**Text section**
Time to Seize the Moment
This framework provides House and Senate leadership with a clear, actionable roadmap. With tools like the RSC’s AI for Byrd Rule compliance and OMB scoring alternatives, there’s no excuse for delay. As a Texan who values energy independence, strong families, and limited government, I’m excited about what this could mean for Plano and communities across the country.
Republicans have the majority, the mandate, and now the blueprint. Contact your representatives and urge them to move forward with this plan before the window closes.
Let’s make the American Dream affordable again-for every family.

**Supplied data**
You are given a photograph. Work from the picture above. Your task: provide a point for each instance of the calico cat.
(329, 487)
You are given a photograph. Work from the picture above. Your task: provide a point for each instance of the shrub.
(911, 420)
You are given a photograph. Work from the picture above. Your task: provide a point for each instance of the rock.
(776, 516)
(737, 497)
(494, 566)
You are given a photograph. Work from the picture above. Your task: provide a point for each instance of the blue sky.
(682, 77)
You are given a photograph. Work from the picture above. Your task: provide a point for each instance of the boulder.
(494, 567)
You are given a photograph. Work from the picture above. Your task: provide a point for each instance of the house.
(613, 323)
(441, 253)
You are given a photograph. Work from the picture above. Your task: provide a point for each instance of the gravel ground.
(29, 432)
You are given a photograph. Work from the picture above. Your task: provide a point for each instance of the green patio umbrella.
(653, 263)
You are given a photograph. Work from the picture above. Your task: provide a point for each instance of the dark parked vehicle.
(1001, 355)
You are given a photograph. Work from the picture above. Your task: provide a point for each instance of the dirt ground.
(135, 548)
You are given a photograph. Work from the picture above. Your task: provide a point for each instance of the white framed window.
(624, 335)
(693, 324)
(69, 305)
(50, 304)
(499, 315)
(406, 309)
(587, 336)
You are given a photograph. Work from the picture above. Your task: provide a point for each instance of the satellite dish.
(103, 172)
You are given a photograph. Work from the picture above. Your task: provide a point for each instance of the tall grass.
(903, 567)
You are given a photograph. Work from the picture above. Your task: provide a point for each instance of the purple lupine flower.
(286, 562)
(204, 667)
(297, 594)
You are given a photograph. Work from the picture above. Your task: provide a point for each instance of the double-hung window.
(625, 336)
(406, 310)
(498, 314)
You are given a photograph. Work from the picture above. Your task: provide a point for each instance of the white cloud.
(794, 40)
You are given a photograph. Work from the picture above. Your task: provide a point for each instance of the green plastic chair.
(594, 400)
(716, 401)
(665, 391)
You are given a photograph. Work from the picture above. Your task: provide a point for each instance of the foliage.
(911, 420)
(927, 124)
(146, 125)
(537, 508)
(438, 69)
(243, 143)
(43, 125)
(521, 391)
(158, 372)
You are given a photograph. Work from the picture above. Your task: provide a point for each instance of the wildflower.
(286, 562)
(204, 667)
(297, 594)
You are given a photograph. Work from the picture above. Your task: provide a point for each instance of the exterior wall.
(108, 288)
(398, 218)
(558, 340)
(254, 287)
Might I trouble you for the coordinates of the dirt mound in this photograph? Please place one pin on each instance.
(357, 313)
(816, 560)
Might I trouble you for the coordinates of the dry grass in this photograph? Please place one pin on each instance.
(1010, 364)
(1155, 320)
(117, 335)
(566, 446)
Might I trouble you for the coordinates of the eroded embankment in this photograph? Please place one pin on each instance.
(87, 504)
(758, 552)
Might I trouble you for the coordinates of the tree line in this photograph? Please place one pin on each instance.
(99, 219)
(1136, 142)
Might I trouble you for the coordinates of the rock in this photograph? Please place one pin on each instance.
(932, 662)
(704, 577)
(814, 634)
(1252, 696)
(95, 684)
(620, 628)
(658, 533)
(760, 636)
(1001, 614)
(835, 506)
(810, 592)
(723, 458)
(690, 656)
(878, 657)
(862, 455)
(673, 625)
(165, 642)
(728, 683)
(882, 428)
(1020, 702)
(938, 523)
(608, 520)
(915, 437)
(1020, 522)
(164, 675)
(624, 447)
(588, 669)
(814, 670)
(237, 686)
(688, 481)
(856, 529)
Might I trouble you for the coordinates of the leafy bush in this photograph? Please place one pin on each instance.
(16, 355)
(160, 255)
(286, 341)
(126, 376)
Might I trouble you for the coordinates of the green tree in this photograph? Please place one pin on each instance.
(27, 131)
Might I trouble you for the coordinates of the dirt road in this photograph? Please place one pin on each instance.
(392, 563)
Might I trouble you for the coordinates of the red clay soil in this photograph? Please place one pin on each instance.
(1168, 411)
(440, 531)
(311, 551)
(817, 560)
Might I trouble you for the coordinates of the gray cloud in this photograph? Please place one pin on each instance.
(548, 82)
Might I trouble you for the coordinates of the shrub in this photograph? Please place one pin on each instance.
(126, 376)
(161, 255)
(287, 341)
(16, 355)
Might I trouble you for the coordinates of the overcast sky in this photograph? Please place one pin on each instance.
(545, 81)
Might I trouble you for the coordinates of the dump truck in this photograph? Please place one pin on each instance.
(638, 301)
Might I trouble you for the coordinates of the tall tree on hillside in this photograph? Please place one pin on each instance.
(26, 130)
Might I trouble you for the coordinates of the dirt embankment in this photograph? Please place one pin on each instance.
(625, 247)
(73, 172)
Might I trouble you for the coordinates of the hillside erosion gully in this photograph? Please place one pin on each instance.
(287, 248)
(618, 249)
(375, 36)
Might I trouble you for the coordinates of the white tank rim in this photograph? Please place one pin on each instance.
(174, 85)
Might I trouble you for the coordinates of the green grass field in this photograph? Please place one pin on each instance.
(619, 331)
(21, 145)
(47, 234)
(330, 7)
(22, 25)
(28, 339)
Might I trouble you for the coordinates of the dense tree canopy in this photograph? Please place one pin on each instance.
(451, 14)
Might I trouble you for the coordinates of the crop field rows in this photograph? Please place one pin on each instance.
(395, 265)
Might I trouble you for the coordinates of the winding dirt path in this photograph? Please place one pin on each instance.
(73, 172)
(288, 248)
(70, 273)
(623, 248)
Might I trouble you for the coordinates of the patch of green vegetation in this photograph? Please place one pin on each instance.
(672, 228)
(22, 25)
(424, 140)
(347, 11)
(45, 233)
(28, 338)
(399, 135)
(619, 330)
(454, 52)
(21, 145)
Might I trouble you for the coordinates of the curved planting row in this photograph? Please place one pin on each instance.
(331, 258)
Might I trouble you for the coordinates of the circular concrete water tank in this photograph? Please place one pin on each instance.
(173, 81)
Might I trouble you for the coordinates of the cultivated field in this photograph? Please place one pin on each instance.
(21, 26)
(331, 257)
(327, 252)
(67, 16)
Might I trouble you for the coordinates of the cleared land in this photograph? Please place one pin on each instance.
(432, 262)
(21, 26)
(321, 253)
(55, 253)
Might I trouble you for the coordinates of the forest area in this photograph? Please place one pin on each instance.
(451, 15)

**Activity A**
In the section headed "Time to Seize the Moment", to whom does the framework give a clear, actionable roadmap?
**Activity B**
Name every value the writer of the section headed "Time to Seize the Moment" claims as a Texan.

**Response box A**
House and Senate leadership.

**Response box B**
Energy independence, strong families, and limited government.